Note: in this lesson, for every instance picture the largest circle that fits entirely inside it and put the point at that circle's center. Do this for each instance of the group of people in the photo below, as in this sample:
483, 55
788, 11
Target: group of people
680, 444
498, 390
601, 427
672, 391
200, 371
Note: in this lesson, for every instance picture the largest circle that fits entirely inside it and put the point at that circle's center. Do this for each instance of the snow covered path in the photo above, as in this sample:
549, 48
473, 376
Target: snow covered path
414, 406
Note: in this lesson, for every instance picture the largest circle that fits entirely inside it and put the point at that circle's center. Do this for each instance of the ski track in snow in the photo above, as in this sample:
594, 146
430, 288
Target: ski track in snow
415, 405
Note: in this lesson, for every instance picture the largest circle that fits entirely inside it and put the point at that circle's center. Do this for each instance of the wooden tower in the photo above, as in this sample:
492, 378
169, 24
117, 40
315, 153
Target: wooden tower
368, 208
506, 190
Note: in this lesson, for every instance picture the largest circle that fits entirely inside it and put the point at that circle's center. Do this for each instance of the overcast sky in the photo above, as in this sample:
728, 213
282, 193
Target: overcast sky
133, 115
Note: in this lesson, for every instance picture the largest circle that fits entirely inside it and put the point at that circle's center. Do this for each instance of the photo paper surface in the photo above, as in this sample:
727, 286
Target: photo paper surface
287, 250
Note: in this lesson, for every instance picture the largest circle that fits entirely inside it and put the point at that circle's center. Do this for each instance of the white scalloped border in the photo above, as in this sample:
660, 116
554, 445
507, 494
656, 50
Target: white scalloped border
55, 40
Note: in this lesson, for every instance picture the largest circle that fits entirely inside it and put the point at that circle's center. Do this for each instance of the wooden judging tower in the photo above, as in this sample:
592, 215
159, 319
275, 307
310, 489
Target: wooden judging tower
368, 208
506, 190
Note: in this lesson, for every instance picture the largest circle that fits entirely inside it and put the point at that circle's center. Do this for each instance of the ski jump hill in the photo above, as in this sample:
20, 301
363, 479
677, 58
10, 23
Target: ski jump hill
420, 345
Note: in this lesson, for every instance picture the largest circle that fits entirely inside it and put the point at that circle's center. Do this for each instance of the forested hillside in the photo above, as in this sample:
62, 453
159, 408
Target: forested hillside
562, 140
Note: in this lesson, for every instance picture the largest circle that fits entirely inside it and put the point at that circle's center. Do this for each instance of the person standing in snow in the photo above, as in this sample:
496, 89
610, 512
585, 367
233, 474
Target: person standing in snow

Work to complete → Swap "forested hillside" for "wooded hillside" in the rows from the line containing "the wooden judging" through the end of the rows, and write out only those lines again with everything else unchanged.

Problem solution →
Note: in this lesson, for every instance picture the largest circle that fits entirely inside it and put the point at that circle's center. Do this for each instance of the wooden judging tower in the photo above, as in this sample:
592, 215
159, 319
275, 307
310, 489
Target: wooden judging tower
368, 208
506, 190
Note: in this lesson, for every instance picture the largest circle that fits entirely inside it and put the point at that circle's center. Do this for each instance of the ski jump hill in the photo above, as in this sample:
20, 301
363, 479
677, 58
10, 23
Target: ski jump hill
420, 345
Note: in this lesson, for every instance picture the largest circle that fits entirely inside it and put the point at that circle's center. Do this for each instance of the wooded hillside in the photo above, as in this sample:
62, 453
159, 408
Target: wooded hillside
562, 140
Note: in this lesson, for every instance picture the largest circle that fits entirely inside it and put the point at that circle's center. Do this for each instance of the person standing in snow in the photo above, as in this sample:
496, 89
610, 512
585, 367
233, 474
Target: person standing in snow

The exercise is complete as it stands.